_Required work_
Beginning at the line that contains "white cloud, each", transcribe the remaining lines of the listing exactly; include the final line and omit everything before.

_Recorded data_

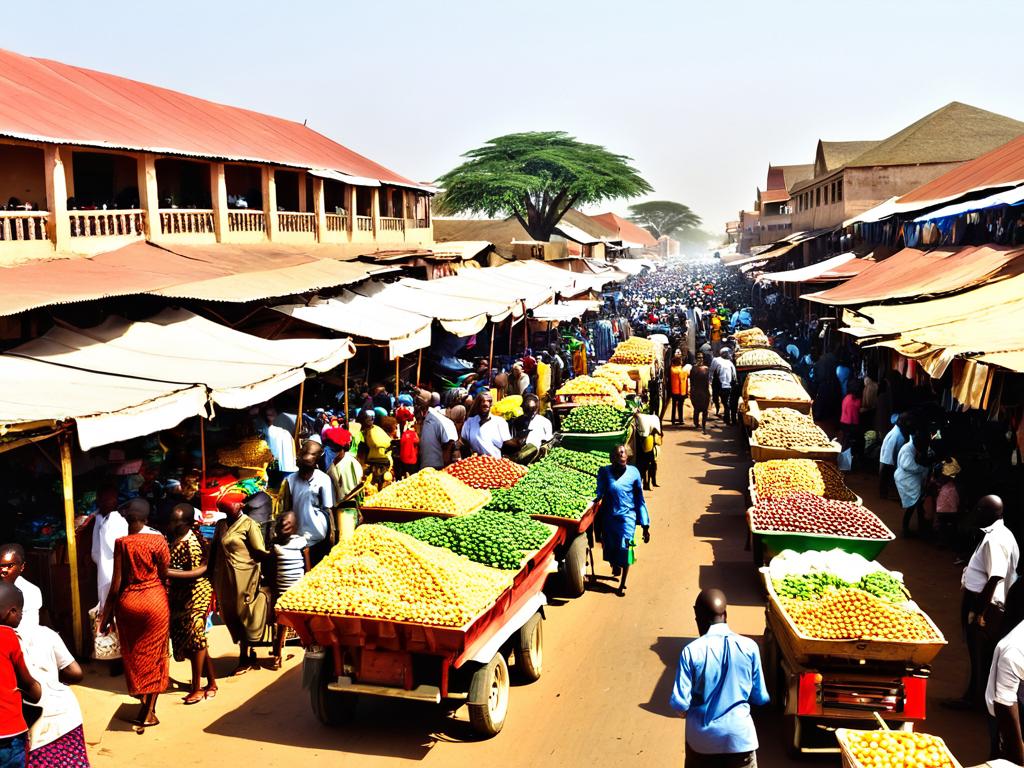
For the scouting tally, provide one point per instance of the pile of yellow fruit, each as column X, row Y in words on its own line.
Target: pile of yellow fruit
column 774, row 385
column 383, row 573
column 780, row 477
column 430, row 491
column 634, row 351
column 783, row 427
column 760, row 358
column 752, row 337
column 898, row 750
column 854, row 614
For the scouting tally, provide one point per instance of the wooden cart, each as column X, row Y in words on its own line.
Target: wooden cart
column 824, row 682
column 349, row 655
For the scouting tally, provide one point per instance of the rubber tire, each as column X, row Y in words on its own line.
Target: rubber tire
column 529, row 649
column 488, row 718
column 576, row 566
column 333, row 709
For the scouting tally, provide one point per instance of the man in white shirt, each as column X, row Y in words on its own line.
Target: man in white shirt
column 109, row 525
column 11, row 568
column 280, row 440
column 437, row 434
column 990, row 571
column 1003, row 694
column 309, row 493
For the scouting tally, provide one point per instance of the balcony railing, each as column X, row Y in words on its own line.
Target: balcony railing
column 186, row 221
column 337, row 222
column 297, row 222
column 129, row 222
column 246, row 221
column 23, row 225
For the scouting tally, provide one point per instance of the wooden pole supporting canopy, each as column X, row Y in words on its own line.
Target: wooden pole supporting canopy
column 69, row 491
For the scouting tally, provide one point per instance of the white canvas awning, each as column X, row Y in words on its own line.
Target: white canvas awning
column 350, row 313
column 104, row 408
column 177, row 347
column 459, row 315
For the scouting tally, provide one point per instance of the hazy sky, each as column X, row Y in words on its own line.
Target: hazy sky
column 701, row 95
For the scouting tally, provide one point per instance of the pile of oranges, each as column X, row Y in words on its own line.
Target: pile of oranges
column 384, row 573
column 898, row 750
column 430, row 491
column 854, row 614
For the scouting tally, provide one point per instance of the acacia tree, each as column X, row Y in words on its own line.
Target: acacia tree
column 537, row 177
column 664, row 217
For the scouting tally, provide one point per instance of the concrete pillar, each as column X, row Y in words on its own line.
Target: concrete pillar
column 218, row 199
column 57, row 224
column 270, row 203
column 148, row 198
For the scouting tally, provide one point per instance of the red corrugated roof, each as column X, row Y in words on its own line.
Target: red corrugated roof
column 1001, row 166
column 626, row 229
column 912, row 272
column 47, row 100
column 774, row 196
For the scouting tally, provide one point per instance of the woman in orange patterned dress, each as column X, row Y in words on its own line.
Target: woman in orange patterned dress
column 137, row 605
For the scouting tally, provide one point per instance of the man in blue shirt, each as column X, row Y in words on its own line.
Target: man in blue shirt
column 719, row 678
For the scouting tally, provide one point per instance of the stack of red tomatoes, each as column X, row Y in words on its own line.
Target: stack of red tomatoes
column 486, row 472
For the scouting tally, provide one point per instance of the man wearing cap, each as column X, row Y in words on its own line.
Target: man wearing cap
column 109, row 525
column 309, row 493
column 719, row 677
column 437, row 433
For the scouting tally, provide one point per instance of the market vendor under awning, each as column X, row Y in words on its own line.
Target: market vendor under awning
column 620, row 491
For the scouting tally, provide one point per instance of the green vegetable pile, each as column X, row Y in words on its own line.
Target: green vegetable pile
column 814, row 586
column 487, row 537
column 582, row 461
column 595, row 419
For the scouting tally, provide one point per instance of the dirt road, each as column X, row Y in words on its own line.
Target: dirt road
column 608, row 660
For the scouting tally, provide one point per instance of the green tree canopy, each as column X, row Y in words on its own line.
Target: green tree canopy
column 537, row 177
column 664, row 217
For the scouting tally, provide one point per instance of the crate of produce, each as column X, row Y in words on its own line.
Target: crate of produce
column 784, row 476
column 426, row 492
column 801, row 647
column 761, row 453
column 916, row 749
column 803, row 521
column 758, row 359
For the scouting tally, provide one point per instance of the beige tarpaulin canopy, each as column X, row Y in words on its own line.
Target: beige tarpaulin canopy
column 350, row 313
column 985, row 324
column 180, row 348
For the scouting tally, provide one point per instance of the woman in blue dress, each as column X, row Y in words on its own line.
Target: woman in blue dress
column 620, row 492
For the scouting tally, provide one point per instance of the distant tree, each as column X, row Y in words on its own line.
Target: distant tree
column 537, row 177
column 664, row 217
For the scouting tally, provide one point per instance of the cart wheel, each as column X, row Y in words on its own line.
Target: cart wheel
column 332, row 708
column 489, row 687
column 529, row 649
column 576, row 566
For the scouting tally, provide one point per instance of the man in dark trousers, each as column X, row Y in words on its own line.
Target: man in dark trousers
column 719, row 678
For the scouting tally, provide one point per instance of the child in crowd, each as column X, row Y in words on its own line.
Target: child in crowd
column 14, row 680
column 947, row 504
column 291, row 560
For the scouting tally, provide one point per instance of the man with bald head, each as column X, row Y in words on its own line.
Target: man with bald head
column 989, row 573
column 719, row 678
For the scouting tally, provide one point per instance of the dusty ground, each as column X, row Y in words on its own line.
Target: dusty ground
column 608, row 660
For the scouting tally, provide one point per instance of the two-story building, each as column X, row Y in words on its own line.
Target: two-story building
column 851, row 177
column 773, row 204
column 91, row 162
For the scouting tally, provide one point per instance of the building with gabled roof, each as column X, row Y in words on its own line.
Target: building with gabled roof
column 854, row 176
column 94, row 162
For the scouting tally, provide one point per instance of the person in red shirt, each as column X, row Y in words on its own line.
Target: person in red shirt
column 15, row 680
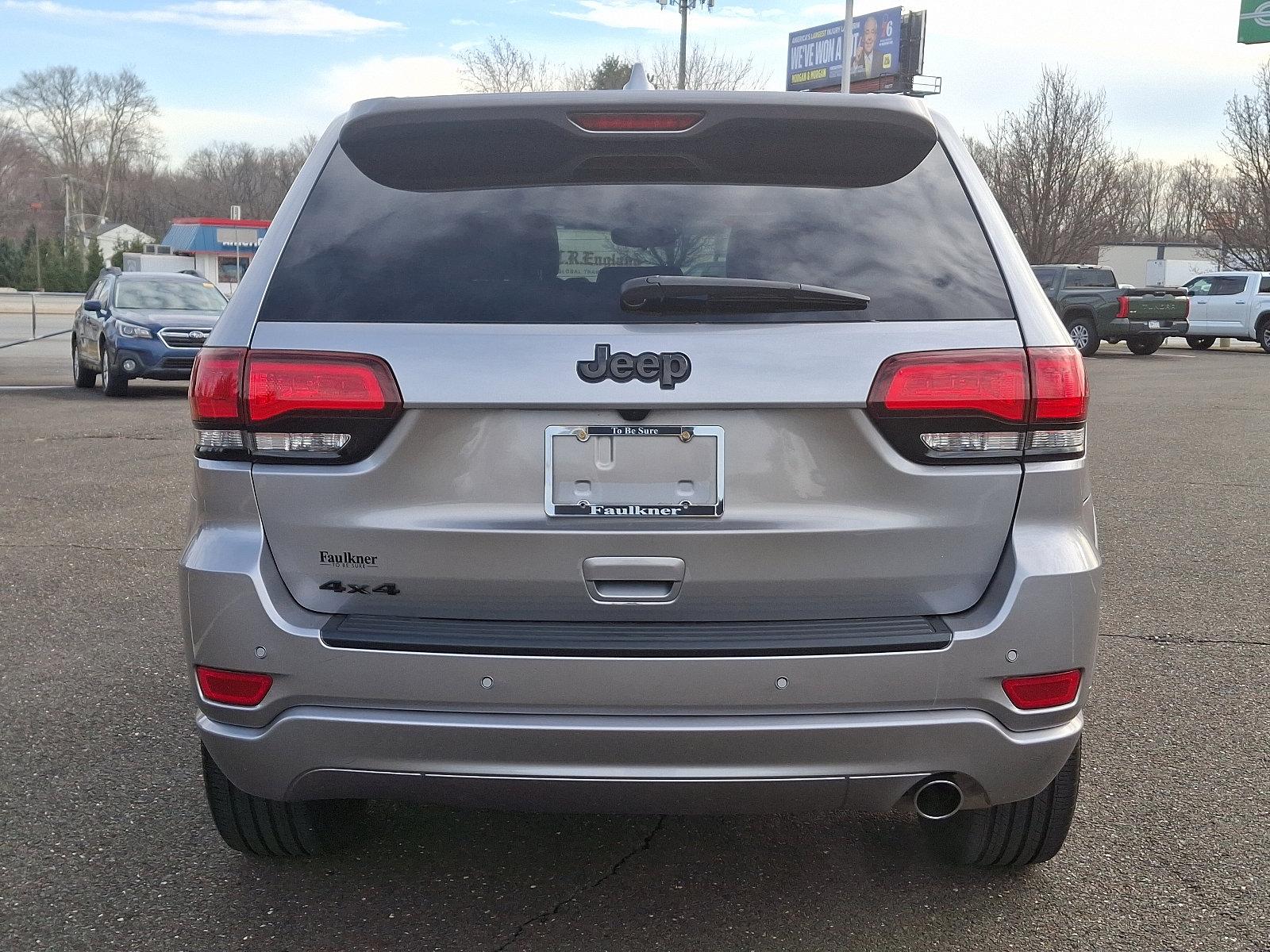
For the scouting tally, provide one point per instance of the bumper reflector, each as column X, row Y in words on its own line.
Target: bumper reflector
column 973, row 442
column 220, row 440
column 1037, row 691
column 237, row 689
column 300, row 442
column 1057, row 441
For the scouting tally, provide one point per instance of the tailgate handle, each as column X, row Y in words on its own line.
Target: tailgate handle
column 633, row 578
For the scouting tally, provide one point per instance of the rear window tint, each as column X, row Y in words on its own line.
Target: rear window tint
column 1090, row 278
column 559, row 254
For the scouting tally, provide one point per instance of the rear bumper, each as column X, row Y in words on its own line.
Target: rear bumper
column 1133, row 328
column 764, row 733
column 637, row 763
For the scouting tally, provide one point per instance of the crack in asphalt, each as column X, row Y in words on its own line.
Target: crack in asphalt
column 59, row 437
column 1183, row 640
column 95, row 549
column 578, row 892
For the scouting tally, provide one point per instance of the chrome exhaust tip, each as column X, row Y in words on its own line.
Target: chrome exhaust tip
column 937, row 800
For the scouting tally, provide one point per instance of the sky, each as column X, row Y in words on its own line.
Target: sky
column 270, row 70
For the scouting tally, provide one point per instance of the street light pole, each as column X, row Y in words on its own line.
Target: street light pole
column 849, row 51
column 35, row 228
column 67, row 217
column 683, row 44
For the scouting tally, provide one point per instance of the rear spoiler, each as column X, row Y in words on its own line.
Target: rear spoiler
column 435, row 144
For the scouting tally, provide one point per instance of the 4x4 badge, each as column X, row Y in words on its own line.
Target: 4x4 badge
column 667, row 367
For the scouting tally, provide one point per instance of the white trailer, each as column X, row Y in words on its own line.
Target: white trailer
column 1168, row 273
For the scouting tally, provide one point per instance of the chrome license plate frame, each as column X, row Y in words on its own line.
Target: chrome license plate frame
column 637, row 508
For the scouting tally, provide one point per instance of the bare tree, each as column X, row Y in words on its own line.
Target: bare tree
column 19, row 177
column 1056, row 171
column 708, row 67
column 124, row 127
column 501, row 67
column 54, row 108
column 1241, row 209
column 84, row 125
column 1145, row 203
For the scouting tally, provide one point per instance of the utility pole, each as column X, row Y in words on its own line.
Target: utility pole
column 849, row 48
column 35, row 228
column 685, row 6
column 683, row 44
column 237, row 215
column 67, row 216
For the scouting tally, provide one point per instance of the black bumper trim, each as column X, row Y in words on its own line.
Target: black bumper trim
column 833, row 636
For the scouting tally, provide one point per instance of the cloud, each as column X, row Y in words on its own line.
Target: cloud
column 186, row 130
column 645, row 14
column 296, row 18
column 346, row 84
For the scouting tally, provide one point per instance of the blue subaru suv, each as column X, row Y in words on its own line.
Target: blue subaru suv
column 141, row 325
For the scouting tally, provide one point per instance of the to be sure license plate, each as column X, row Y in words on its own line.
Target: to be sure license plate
column 633, row 471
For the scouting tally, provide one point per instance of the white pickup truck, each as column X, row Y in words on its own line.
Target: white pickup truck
column 1230, row 305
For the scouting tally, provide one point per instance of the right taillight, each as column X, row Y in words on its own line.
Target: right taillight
column 967, row 406
column 292, row 406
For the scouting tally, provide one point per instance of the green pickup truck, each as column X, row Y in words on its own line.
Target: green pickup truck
column 1095, row 308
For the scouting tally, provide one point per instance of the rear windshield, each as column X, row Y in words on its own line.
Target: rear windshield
column 167, row 295
column 559, row 254
column 1090, row 278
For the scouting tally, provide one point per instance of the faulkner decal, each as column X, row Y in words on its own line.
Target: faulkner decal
column 667, row 367
column 346, row 559
column 597, row 509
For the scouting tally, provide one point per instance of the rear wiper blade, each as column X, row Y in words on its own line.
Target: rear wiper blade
column 671, row 294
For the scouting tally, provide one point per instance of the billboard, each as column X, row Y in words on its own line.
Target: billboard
column 876, row 44
column 816, row 55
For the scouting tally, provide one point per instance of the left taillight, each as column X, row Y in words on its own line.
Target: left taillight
column 967, row 406
column 294, row 406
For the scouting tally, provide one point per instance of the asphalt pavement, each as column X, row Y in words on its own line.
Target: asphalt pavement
column 106, row 842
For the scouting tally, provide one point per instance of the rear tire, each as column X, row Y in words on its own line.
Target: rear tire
column 273, row 828
column 1085, row 336
column 83, row 376
column 1011, row 835
column 114, row 382
column 1146, row 344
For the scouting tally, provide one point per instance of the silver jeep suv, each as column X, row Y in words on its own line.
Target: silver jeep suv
column 643, row 452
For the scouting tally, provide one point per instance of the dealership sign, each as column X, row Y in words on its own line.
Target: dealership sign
column 1255, row 22
column 816, row 55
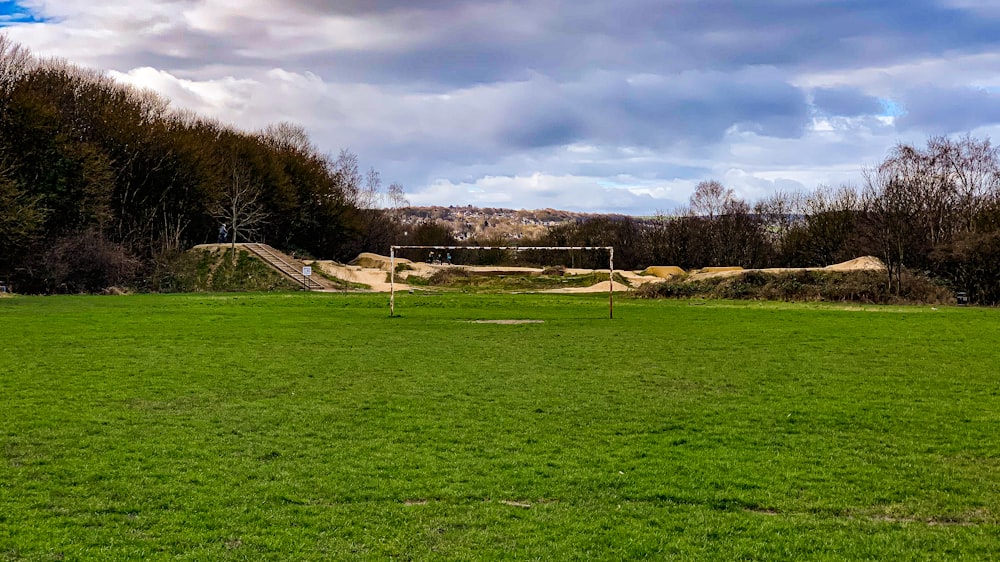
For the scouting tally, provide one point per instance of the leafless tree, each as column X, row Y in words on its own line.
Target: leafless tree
column 709, row 199
column 241, row 205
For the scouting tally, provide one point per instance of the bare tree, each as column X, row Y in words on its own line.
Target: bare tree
column 709, row 199
column 241, row 205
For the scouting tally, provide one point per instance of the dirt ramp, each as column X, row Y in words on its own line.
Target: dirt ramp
column 864, row 263
column 663, row 271
column 369, row 260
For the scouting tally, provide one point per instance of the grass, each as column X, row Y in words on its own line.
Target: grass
column 314, row 427
column 465, row 280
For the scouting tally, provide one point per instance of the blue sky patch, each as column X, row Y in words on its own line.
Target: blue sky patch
column 12, row 13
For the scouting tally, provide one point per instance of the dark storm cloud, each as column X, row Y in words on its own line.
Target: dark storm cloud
column 545, row 98
column 564, row 39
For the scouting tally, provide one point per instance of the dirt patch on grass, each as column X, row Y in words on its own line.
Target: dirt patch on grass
column 506, row 321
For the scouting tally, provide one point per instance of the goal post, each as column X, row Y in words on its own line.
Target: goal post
column 611, row 265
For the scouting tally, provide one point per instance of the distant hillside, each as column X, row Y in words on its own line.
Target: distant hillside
column 485, row 223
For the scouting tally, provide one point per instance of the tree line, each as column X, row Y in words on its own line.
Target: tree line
column 102, row 183
column 931, row 211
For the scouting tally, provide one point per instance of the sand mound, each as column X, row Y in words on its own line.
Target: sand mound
column 369, row 260
column 663, row 271
column 864, row 263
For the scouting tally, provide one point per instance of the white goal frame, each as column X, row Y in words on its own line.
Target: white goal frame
column 611, row 266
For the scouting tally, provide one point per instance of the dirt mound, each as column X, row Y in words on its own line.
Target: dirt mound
column 663, row 271
column 864, row 263
column 369, row 260
column 601, row 287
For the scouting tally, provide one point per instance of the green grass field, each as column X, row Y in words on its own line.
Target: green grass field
column 314, row 427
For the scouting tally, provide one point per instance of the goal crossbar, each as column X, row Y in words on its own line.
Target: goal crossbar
column 611, row 265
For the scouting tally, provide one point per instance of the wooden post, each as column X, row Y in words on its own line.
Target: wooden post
column 611, row 284
column 392, row 281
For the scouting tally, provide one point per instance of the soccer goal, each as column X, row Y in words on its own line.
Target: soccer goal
column 515, row 249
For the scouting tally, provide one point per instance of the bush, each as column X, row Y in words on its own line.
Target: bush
column 830, row 286
column 87, row 262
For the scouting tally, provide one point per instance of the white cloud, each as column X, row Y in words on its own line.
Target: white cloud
column 586, row 106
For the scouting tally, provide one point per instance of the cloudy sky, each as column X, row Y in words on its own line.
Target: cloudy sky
column 583, row 105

_Task response_
For the scouting tally, provide one point per instance of the white cloud, each as column X, row Y in words on its own line.
Target: white cloud
column 586, row 106
For the scouting tally, provide one point per instance of the cloudy sky, each as column X, row Y in words on its own line.
Target: cloudy sky
column 583, row 105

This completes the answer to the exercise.